═══ Extracto de página ═══
Reflexiones sobre las modas gastronómicas / Rubén Monasterios

Reflexiones sobre las  modas gastronómicas

Rubén Monasterios

REFLEXIONES SOBRE LAS MODAS GASTRONÓMICAS

Asociamos el vocablo “moda” a lo vestural, pero lo cierto es que se hace presente en todo; moda es un fenómeno cultural consistente en la  generalización temporal o transitoria de cierto comportamiento en una colectividad humana, y, desde luego, el quehacer gastronómico no está al margen del asunto. Se ponen de  moda las comidas, los procedimientos de confección, la forma de servirlas, los ambientes en los que se come…

 La segunda mitad del s. XX y los inicios del s. XXI,  con su marcada influencia del pensamiento hedónico y la prosperidad que experimentó la porción de la humanidad más favorecida,  fue una época de eclosión de  modas de tal naturaleza, súbitamente reprimidada por el annus horribilis 2020. Vale  la  pena darle un vistazo irónico a esos aconteceres que hicieron vibrar los sistemas digestivos de los gastrónomos vanguardistas y las cajas registradoras de los chef.
═══ Material proporcionado ═══
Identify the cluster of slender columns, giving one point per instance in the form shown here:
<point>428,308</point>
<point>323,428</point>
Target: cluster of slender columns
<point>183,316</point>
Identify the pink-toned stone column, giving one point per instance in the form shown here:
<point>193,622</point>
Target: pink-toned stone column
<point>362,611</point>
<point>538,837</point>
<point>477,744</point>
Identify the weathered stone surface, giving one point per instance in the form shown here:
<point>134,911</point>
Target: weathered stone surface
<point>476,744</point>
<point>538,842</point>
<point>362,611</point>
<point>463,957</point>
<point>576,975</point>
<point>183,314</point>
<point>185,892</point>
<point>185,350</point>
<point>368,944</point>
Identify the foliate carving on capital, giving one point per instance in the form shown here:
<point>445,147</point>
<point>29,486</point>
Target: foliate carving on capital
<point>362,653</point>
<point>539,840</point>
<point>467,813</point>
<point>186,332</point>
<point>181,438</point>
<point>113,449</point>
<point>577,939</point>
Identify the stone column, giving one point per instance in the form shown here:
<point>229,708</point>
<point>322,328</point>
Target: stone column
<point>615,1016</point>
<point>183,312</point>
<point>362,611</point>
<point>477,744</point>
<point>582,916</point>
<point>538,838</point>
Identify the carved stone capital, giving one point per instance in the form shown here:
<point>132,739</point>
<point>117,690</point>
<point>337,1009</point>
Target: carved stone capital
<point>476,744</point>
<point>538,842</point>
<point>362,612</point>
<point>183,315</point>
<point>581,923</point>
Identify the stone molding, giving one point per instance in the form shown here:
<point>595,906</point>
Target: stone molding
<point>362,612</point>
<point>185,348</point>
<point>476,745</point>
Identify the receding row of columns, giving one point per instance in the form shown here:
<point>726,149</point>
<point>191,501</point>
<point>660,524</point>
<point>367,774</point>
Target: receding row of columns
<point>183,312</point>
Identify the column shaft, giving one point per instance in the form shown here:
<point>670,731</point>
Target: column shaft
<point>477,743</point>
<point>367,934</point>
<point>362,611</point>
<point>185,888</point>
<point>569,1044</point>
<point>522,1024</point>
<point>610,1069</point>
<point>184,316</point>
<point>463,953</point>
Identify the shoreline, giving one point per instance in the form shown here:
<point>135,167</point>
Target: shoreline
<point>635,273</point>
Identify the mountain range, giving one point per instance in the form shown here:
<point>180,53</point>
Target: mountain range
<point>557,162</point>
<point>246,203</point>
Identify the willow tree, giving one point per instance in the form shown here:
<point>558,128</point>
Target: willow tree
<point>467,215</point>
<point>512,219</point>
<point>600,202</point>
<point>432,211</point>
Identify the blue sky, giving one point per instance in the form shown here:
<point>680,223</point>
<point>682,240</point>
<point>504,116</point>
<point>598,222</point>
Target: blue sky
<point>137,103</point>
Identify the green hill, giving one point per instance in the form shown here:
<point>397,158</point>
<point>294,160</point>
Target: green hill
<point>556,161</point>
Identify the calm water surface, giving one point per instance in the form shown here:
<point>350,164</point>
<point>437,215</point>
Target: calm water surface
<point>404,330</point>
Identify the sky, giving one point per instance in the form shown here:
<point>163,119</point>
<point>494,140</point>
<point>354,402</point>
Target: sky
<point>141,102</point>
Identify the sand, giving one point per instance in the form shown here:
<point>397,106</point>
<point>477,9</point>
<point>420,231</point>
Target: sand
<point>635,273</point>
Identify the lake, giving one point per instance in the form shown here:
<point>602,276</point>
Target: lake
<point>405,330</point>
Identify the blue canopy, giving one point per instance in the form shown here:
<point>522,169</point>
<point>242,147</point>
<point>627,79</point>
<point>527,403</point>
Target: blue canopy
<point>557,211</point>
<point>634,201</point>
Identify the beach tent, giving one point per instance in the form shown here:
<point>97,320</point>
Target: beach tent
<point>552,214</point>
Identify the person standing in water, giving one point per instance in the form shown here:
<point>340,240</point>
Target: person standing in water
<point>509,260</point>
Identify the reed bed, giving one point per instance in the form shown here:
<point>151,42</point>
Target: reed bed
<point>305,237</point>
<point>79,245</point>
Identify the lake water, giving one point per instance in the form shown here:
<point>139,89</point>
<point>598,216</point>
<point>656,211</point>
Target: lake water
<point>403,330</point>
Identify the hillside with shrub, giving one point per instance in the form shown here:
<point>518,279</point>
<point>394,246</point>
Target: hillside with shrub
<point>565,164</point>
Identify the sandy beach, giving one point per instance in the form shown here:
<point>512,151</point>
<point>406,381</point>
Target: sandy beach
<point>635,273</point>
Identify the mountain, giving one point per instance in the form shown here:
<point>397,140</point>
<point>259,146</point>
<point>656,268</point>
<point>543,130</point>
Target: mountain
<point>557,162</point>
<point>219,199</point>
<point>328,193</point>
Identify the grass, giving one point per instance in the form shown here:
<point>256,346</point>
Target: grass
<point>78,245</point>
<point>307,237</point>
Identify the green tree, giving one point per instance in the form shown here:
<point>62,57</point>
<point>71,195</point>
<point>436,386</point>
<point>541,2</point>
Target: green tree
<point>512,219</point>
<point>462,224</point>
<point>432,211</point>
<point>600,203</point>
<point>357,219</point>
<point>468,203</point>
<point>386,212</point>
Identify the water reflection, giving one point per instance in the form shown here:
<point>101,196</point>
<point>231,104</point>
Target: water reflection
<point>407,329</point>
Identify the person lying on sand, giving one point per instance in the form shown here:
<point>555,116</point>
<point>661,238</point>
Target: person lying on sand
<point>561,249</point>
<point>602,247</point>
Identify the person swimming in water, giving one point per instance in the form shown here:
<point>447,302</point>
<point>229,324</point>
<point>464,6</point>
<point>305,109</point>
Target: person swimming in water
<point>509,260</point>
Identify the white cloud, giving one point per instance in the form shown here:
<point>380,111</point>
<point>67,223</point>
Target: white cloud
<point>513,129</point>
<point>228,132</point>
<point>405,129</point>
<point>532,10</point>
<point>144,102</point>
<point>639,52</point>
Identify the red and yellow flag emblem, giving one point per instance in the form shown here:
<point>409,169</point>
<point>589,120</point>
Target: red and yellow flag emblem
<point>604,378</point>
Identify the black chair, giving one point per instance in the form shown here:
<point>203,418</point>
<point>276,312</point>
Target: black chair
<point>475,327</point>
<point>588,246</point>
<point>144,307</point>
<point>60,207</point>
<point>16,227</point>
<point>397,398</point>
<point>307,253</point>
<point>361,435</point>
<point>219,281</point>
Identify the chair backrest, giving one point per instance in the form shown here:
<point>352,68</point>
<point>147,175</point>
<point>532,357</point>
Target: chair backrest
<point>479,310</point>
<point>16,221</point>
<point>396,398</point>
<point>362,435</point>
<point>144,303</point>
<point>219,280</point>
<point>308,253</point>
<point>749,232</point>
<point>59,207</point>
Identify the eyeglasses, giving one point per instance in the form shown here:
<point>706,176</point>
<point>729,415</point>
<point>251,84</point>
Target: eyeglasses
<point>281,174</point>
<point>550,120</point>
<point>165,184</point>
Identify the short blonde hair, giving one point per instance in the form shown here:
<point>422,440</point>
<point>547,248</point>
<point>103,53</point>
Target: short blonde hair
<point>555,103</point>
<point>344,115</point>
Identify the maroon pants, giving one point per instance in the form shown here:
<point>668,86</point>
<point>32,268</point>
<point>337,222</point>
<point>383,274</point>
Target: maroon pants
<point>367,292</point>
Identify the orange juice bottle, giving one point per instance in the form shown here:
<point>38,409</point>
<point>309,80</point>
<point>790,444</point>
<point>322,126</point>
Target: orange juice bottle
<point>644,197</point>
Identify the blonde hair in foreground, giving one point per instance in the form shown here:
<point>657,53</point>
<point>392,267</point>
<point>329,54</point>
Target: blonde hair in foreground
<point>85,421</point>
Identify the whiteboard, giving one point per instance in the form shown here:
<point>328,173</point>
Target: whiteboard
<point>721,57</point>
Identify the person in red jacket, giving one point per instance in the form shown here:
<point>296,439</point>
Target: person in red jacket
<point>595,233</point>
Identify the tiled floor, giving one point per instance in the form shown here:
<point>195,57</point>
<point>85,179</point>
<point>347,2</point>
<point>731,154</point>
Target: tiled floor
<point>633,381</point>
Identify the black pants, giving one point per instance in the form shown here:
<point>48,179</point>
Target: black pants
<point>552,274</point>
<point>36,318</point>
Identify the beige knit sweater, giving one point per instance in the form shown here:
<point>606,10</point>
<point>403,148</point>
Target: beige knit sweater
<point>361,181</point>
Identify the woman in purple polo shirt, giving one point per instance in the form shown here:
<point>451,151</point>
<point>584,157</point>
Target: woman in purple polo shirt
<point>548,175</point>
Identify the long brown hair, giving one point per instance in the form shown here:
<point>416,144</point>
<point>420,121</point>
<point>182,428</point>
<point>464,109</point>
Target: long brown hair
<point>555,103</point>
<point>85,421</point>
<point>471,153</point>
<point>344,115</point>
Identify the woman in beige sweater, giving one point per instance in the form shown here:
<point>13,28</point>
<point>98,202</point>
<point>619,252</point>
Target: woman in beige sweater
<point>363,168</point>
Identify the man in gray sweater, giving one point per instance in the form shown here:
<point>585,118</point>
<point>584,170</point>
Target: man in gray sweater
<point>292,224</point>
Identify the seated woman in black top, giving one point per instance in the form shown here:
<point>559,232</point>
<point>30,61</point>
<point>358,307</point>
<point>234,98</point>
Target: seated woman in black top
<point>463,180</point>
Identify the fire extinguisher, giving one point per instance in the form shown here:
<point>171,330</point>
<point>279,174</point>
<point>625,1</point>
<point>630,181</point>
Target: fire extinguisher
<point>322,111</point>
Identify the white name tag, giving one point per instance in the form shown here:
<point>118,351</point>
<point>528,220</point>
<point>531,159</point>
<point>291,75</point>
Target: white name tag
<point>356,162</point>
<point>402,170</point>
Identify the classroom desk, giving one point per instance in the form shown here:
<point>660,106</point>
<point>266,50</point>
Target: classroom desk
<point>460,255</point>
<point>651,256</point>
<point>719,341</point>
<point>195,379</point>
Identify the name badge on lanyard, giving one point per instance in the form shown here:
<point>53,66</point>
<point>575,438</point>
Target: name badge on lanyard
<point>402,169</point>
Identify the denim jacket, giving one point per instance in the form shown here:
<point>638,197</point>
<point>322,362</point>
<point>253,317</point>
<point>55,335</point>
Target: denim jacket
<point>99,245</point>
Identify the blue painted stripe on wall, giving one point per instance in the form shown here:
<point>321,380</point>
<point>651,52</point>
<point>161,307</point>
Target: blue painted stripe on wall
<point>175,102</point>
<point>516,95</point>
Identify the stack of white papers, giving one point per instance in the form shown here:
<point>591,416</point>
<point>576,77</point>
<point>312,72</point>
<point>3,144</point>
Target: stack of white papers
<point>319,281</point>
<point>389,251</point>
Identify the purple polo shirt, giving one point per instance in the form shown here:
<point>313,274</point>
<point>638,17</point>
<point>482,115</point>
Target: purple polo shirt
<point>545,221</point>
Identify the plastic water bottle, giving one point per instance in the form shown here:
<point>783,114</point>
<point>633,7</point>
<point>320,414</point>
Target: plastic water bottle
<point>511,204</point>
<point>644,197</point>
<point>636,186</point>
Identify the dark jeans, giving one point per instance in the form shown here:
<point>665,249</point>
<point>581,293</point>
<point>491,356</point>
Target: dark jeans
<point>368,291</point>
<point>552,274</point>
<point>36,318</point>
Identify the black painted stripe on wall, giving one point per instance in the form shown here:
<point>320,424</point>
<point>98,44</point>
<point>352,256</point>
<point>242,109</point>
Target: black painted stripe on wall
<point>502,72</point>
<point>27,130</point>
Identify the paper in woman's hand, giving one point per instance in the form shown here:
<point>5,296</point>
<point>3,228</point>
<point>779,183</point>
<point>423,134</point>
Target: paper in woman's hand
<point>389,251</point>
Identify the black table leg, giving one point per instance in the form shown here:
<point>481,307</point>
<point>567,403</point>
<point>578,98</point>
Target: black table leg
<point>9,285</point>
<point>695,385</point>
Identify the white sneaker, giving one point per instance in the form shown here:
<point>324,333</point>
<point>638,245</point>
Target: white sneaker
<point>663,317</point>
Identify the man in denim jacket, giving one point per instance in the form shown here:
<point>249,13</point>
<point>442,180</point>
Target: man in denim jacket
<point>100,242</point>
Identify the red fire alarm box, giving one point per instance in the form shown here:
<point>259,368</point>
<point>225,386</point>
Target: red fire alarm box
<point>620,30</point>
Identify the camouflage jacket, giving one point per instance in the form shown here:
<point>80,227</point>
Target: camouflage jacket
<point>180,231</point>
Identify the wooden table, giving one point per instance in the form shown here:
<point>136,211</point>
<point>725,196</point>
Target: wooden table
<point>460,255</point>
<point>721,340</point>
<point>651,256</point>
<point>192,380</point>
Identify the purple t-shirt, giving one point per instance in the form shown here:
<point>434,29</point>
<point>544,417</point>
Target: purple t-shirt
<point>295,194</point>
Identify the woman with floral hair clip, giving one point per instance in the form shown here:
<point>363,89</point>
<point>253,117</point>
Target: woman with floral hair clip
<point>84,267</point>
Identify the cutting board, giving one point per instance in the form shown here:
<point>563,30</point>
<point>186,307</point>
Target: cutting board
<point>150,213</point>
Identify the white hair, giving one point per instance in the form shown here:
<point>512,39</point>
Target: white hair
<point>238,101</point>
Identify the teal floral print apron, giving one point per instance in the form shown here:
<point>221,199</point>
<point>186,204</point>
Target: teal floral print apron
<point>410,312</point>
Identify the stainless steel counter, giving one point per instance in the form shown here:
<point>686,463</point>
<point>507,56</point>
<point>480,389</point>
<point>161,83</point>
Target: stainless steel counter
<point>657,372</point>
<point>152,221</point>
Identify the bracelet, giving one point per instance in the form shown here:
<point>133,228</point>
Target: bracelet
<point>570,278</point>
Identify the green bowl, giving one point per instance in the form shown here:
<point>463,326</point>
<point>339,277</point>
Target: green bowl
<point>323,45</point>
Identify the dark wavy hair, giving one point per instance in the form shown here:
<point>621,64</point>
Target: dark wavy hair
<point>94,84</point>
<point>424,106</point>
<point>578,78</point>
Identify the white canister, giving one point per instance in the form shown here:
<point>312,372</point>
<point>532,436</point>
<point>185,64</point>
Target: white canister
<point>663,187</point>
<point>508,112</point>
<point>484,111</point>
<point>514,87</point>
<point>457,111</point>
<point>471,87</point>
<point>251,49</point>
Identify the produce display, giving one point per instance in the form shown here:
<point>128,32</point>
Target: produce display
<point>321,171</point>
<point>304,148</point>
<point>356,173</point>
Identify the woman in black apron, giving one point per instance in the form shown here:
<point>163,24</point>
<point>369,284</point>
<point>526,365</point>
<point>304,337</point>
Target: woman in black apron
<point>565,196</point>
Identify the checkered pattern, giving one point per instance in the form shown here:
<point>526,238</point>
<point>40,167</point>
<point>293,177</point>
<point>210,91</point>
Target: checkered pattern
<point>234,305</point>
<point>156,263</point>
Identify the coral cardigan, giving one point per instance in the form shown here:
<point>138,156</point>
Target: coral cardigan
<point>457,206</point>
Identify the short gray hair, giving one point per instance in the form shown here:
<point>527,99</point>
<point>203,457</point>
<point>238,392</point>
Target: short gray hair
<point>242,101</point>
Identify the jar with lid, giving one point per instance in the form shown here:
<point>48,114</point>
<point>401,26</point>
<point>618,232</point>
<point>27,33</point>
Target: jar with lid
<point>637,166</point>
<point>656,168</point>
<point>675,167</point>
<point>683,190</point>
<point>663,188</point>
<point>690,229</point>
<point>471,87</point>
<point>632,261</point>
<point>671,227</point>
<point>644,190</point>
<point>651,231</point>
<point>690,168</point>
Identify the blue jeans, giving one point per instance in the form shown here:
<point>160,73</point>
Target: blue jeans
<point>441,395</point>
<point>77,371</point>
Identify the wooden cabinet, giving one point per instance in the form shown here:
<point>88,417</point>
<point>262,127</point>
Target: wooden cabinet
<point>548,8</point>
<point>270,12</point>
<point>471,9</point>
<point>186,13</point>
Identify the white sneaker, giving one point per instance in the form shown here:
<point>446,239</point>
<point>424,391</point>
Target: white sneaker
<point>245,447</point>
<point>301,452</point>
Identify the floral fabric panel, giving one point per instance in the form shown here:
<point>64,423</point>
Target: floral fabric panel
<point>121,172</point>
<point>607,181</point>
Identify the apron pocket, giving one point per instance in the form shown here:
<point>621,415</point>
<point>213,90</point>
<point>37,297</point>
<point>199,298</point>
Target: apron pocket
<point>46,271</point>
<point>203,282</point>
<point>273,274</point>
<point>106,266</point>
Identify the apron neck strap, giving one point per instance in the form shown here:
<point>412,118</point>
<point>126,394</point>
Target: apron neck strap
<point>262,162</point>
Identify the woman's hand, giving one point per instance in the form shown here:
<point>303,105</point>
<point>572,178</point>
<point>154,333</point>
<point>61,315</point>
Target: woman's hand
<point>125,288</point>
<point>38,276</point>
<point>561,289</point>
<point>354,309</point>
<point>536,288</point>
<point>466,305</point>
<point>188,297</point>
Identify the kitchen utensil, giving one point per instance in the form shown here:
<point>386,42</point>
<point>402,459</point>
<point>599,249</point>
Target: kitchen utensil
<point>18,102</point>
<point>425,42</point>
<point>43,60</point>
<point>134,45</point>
═══
_Tareas asignadas_:
1. Reescribe el pasaje del texto sobre las modas gastronómicas que va de "La segunda mitad" a "de los chef.", ambos incluidos, sustituyendo "prosperidad" por "abundancia".
2. Por favor, prosigue el texto sobre las modas gastronómicas a partir del punto en que termina.

_Respuestas obtenidas_:
1.
La segunda mitad del s. XX y los inicios del s. XXI,  con su marcada influencia del pensamiento hedónico y la abundancia que experimentó la porción de la humanidad más favorecida,  fue una época de eclosión de  modas de tal naturaleza, súbitamente reprimidada por el annus horribilis 2020. Vale  la  pena darle un vistazo irónico a esos aconteceres que hicieron vibrar los sistemas digestivos de los gastrónomos vanguardistas y las cajas registradoras de los chef.

2.
Gastronomía para minimalistas

¡Gracias a Dios!, el furor por la nouvelle cuisine  ya es asunto histórico, y en la generalidad de los restaurantes las raciones han vuelto a ser honestamente generosas −como lo manda el buen comer−, en lugar de presentarse en forma de una  partícula de algún prótido aderezado con albahaca y otras finas hierbas, puesto en un plato enorme ornamentado con algunos detalles vegetales y algún trazo abstracto hecho con una salsa, por lo cual pagábamos sumas exorbitantes. Es una propuesta gastronómica que pareciera inspirada en el principio de la estética minimalista: cuanto menos, más; siendo el menos la comida, y el  más la cuenta; en efecto, el trasfondo de la moda fue pagar sustanciosamente por comer insustancialmente, y en tal sentido se convirtió en poderosa fuente de angustia de todo gourmand, quien al ordenar un platillo anticipaba (he aquí uno de los componentes de la pro ingesta) que su contenido apenas le llenaría una muela. El hecho es que tratándose de esta innovación de la segunda mitad del pasado siglo, para levantarse de la mesa más o menos satisfecho debía haber ingerido el comensal no menos de seis platillos y gastado una fortuna.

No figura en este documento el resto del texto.